Please rewrite the rows below, starting with the line containing "Return one point per instance of the rear bumper" and going on through the last row, and shift every coordinate in the answers up by 37. Give every other line again unchanged.

[Point-based annotation data]
──────────────────────────────
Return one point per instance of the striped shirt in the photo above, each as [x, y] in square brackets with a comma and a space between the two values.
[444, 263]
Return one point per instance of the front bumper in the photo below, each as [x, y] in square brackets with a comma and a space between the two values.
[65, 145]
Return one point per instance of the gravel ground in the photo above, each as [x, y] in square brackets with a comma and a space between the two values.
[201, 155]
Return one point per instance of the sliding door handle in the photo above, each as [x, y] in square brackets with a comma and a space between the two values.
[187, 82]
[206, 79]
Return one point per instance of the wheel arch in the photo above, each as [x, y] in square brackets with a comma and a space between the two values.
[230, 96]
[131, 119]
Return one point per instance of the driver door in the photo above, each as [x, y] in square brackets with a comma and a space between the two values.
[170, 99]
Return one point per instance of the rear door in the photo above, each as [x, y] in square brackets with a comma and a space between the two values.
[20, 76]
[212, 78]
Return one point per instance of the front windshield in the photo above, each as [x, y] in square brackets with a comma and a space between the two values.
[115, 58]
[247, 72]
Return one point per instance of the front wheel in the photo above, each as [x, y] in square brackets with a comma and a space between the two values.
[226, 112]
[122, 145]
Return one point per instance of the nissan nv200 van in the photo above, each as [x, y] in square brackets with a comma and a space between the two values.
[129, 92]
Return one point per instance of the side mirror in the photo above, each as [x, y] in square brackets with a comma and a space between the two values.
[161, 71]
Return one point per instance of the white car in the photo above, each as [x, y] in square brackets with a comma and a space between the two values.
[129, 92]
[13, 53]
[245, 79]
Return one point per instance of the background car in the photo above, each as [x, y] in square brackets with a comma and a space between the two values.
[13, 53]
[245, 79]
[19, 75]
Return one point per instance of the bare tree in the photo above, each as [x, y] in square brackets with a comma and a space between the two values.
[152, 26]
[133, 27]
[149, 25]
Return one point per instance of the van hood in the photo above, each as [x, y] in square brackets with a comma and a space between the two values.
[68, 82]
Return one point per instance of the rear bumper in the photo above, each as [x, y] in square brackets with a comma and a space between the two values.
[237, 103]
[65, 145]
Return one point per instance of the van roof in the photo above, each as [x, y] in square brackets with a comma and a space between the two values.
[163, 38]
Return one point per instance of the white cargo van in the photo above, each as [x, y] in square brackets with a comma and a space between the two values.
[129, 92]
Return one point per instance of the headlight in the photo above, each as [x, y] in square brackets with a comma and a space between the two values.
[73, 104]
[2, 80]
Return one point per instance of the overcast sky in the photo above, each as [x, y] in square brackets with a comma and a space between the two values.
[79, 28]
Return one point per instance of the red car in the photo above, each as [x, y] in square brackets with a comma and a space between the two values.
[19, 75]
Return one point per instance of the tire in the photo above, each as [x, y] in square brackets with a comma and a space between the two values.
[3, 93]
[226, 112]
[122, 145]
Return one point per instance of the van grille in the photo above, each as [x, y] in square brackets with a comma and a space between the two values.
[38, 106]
──────────────────────────────
- _Complete response_:
Return one point per instance of the rear bumper in the photo above, each as [x, y] in square brackets with a comma and a space between the two values.
[274, 140]
[102, 182]
Return one point per instance of the van roof in the photo above, each as [x, y] in square brackets with a comma and a space between the two values.
[200, 75]
Return one point per instance of the white cargo van in the photo above, each as [x, y] in square brackets with a comma and a space between the two values.
[166, 129]
Return one point per instance of the headlight in the photo above, each as [x, y] in square brackets with a comma and a space between the two values.
[110, 141]
[39, 117]
Return one point per instance of the overcast sky in the photo above, each as [x, y] in square brackets with a comma and a space between the two values.
[116, 65]
Return one point per instance of the red car in the photo above, each as [x, y] in square brackets with a comma and a space between the two values.
[56, 112]
Return one point per instance of the tire in the photo above, each as [x, y] in square brackets with a comma and a space between the two values.
[40, 130]
[263, 149]
[159, 182]
Return one point per instance of the van grille in the photo above, each as [x, y] in square brackets with a comma and a space between the two values.
[75, 143]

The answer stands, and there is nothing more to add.